» Goal
Copy the records below word for word, leaving out the pictures.

» Records to process
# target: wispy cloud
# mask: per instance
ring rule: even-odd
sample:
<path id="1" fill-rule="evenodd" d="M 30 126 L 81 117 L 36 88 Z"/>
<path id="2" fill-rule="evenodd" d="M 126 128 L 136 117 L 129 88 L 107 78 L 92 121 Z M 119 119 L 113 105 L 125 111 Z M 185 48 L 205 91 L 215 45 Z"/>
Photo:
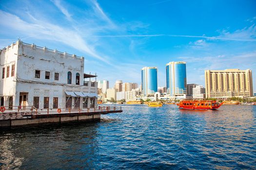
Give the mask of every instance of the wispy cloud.
<path id="1" fill-rule="evenodd" d="M 60 4 L 60 0 L 51 0 L 51 1 L 52 1 L 54 3 L 54 4 L 60 10 L 60 11 L 61 11 L 62 14 L 66 16 L 67 19 L 68 20 L 72 20 L 71 15 L 70 15 L 70 14 L 69 14 L 68 10 L 66 8 L 65 8 L 62 5 L 62 4 Z"/>
<path id="2" fill-rule="evenodd" d="M 168 1 L 171 1 L 171 0 L 165 0 L 160 1 L 158 2 L 156 2 L 156 3 L 152 3 L 152 4 L 149 4 L 149 5 L 157 5 L 157 4 L 159 4 L 159 3 L 162 3 L 166 2 L 168 2 Z"/>

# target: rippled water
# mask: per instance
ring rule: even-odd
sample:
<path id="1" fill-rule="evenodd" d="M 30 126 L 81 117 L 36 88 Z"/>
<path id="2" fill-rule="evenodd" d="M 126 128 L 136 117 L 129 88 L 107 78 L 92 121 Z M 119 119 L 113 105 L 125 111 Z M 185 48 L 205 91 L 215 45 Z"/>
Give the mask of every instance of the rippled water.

» Reply
# target: wispy cloud
# mask: per instance
ring rule: even-odd
sample:
<path id="1" fill-rule="evenodd" d="M 30 126 L 81 117 L 36 88 Z"/>
<path id="2" fill-rule="evenodd" d="M 126 128 L 136 117 L 129 88 L 107 78 L 92 121 Z M 119 119 L 113 105 L 125 111 Z M 185 48 L 205 91 L 215 45 Z"/>
Photo:
Give the mask of every instance of the wispy cloud.
<path id="1" fill-rule="evenodd" d="M 60 4 L 60 0 L 51 0 L 51 1 L 52 1 L 54 3 L 54 4 L 60 10 L 60 11 L 61 11 L 62 14 L 66 16 L 67 19 L 68 20 L 72 20 L 71 15 L 70 15 L 70 14 L 69 14 L 68 10 L 66 8 L 65 8 L 62 5 L 62 4 Z"/>
<path id="2" fill-rule="evenodd" d="M 168 1 L 171 1 L 171 0 L 165 0 L 160 1 L 158 2 L 156 2 L 156 3 L 152 3 L 152 4 L 149 4 L 149 5 L 157 5 L 157 4 L 159 4 L 159 3 L 162 3 L 166 2 L 168 2 Z"/>

# target: rippled water
# mask: per instance
ring rule: even-odd
sample:
<path id="1" fill-rule="evenodd" d="M 30 126 L 81 117 L 36 88 Z"/>
<path id="2" fill-rule="evenodd" d="M 126 128 L 136 117 L 129 88 L 107 78 L 92 121 Z M 119 119 L 113 105 L 125 111 Z M 185 48 L 205 91 L 215 45 Z"/>
Give the mask of every instance of the rippled water.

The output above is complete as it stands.